Source document >>

┌────────

Last year, for the Ad Hoc task, there were 68 submitted runs which retrieved up to 25,000 documents per topic, and the resulting pool size was typically 300,000 documents for a topic. This year, runs may retrieve up to 100,000 documents per topic, hence we anticipate that the typical pool size could be more than a million documents this year.

Step 2: Assigning of p(d) values (judging probabilities)

Tentatively, we plan to set p(d), the probability of judging pooled document d, as follows:

  If (hiRank(d) <= 5) { p(d) = 1.0; }
  Else { p(d) = min(1.0, ((5/100000)+(C/hiRank(d))));

where hiRank(d) is the highest rank at which any submitted run retrieved document d, and C is chosen so that the sum of all p(d) (for all submitted documents d) is the number of documents we can judge (last year this number was typically between 500 and 1000).

└────────

Material >>
┌────────

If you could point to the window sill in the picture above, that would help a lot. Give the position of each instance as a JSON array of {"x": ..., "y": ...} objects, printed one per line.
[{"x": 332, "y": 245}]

└────────

Exercises >>
1) Decide whether each statement below agrees with the text on pooling and judging probabilities. Answer yes or no for each, and quote the words of the text that decide it.
(a) Last year, runs for the Ad Hoc task could retrieve up to 100,000 documents per topic.
(b) A pooled document whose hiRank(d) is 5 or less is given a judging probability of 1.0.
(c) Last year, the number of documents that could be judged was typically between 500 and 1000.
2) Write the next part of the text on pooling and judging probabilities, starting right after its last sentence.

Solved tasks >>
1)
(a) No: "there were 68 submitted runs which retrieved up to 25,000 documents per topic"
(b) Yes: "If (hiRank(d) <= 5) { p(d) = 1.0; }"
(c) Yes: "last year this number was typically between 500 and 1000"

2)
This approach would, like last year, give us a combination of top-5 document judging from all runs (which typically contributed between 100 and 200 documents to the judging sample last year) and deeper sampling (typically between 300 and 400 documents last year). Measures at depth-100,000 would have the accuracy of approximately 5+C simple random sample points, while measures at other depths would have the accuracy of approximately (at least) C simple random sample points. Last year (with a similar p(d) formula) the C values were fairly low (between 0.3 and 2.4 when just 500 documents were judged), limiting the accuracy of the estimates for individual topics. The mean scores (over multiple topics) should be somewhat more reliable.

Step 3: Document Assessing

Based on the p(d) values, typically (at least) 500 documents will be drawn from each topic's pool for review by the assessors. (We anticipate that the assessing will be done by volunteers from the legal community, like last year.)

Note that the assessors review the scanned document images (such as http://legacy.library.ucsf.edu/tid/hdz83f00/pdf) rather than the xml-formatted text which is typically used by the automated systems.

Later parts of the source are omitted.